Please copy out each line of the entries in which "instances" appears.

:: Provided material ::

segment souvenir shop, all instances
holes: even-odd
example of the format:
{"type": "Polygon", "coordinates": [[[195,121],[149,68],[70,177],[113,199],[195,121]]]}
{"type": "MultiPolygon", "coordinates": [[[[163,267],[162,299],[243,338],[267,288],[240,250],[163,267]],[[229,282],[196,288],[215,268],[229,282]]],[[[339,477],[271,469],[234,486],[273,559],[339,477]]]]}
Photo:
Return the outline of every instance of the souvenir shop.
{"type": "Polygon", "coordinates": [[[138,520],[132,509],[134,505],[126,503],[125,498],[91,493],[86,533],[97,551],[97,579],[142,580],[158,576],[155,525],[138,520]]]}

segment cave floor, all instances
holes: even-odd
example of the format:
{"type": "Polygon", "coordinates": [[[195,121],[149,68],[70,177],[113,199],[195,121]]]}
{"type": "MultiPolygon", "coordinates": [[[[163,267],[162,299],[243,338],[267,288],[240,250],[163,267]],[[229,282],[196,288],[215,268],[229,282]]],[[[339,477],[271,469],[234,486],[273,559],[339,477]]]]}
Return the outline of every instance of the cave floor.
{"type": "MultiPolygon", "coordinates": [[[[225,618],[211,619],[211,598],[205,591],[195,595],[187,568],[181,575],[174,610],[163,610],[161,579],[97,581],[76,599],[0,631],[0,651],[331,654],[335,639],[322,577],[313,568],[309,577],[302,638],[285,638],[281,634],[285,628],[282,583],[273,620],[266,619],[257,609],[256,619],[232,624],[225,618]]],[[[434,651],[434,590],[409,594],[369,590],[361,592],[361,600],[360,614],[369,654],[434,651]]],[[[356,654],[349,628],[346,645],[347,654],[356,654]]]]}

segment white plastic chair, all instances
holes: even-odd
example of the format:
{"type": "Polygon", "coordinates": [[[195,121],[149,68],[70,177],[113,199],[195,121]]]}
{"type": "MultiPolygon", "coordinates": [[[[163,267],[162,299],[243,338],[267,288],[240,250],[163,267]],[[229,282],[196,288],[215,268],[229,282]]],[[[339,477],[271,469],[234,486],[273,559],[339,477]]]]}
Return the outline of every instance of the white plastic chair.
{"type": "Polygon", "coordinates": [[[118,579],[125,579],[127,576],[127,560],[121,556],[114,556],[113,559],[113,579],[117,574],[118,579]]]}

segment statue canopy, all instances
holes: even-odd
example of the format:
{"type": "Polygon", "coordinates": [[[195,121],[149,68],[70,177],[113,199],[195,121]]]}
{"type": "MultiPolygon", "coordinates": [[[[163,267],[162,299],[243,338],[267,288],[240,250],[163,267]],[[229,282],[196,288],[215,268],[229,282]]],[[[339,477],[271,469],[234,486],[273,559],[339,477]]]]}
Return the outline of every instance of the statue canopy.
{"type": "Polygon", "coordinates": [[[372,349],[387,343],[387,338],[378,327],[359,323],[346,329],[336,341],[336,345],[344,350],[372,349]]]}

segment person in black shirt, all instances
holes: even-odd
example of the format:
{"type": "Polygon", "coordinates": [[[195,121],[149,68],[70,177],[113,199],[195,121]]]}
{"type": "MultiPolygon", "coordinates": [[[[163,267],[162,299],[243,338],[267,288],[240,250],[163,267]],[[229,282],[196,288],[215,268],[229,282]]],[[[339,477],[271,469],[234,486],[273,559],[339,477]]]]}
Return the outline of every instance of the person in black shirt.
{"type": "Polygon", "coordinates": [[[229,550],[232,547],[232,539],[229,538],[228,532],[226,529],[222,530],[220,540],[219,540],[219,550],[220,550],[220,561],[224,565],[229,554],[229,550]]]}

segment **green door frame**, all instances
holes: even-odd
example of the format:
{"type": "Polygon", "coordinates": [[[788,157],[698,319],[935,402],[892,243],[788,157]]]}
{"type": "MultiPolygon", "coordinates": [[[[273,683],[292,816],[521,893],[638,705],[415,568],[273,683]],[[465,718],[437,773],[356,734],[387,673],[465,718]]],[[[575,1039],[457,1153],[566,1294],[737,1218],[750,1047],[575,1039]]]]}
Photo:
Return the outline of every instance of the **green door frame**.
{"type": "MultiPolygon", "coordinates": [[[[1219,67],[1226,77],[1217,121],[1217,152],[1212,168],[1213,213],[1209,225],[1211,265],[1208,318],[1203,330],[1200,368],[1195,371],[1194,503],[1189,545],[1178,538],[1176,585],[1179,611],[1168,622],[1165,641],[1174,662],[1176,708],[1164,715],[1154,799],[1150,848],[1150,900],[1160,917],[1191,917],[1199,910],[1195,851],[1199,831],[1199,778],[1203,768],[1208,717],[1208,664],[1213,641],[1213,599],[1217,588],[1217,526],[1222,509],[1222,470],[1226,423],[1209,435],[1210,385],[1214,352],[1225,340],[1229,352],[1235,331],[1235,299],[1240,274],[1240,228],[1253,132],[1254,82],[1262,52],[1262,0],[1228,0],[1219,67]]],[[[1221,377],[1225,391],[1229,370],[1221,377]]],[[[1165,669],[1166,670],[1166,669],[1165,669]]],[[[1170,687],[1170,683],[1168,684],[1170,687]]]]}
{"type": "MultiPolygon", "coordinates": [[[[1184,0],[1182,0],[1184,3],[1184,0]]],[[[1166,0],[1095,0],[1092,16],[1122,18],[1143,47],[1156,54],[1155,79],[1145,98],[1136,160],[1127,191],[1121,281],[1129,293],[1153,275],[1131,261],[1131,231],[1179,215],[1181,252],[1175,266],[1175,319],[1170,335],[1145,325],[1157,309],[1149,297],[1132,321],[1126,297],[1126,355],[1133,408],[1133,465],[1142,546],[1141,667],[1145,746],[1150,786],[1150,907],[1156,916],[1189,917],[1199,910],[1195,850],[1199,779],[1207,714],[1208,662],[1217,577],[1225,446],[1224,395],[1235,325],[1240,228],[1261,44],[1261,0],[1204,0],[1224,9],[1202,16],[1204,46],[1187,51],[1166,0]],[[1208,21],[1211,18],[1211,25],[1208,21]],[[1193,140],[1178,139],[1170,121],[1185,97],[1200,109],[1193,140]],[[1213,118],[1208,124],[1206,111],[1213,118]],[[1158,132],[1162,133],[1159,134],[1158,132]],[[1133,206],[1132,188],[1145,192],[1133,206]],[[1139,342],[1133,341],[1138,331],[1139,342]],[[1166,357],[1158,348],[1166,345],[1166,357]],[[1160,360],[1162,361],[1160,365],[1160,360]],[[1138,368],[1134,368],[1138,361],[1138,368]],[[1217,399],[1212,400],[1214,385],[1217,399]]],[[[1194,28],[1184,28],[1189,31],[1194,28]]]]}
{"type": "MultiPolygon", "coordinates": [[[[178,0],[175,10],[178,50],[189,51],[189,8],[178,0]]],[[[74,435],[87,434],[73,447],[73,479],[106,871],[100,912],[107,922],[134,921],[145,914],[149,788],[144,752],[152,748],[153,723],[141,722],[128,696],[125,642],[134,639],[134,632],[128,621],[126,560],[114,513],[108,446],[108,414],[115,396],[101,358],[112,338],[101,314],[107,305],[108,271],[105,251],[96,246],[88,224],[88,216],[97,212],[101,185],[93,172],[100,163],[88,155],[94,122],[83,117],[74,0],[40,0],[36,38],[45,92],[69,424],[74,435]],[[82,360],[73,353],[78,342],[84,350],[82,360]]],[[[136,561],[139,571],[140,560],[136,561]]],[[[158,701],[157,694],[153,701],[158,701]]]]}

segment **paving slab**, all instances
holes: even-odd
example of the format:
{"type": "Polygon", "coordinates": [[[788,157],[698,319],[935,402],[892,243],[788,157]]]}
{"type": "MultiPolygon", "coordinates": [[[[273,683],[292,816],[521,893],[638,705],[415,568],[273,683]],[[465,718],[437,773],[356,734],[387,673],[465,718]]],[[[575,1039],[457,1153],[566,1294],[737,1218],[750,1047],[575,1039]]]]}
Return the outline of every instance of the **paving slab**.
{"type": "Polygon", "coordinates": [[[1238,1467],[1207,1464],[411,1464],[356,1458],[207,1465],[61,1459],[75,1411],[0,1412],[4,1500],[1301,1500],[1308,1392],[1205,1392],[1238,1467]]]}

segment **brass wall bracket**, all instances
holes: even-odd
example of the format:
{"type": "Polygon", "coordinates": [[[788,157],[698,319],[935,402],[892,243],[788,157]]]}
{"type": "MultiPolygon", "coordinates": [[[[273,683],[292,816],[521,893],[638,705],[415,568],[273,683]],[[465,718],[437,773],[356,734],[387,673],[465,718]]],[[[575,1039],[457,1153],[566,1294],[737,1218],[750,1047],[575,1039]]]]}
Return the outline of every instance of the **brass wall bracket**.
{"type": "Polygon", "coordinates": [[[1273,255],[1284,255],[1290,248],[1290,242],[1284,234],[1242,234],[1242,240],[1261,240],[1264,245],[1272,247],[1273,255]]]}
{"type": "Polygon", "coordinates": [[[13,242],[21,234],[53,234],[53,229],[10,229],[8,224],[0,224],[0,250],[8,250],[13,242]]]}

:::

Solution to this task:
segment souvenir shop, all instances
segment cave floor, all instances
segment white plastic chair, all instances
segment statue canopy, all instances
segment person in black shirt, all instances
segment **green door frame**, all instances
segment **paving slab**, all instances
segment **brass wall bracket**, all instances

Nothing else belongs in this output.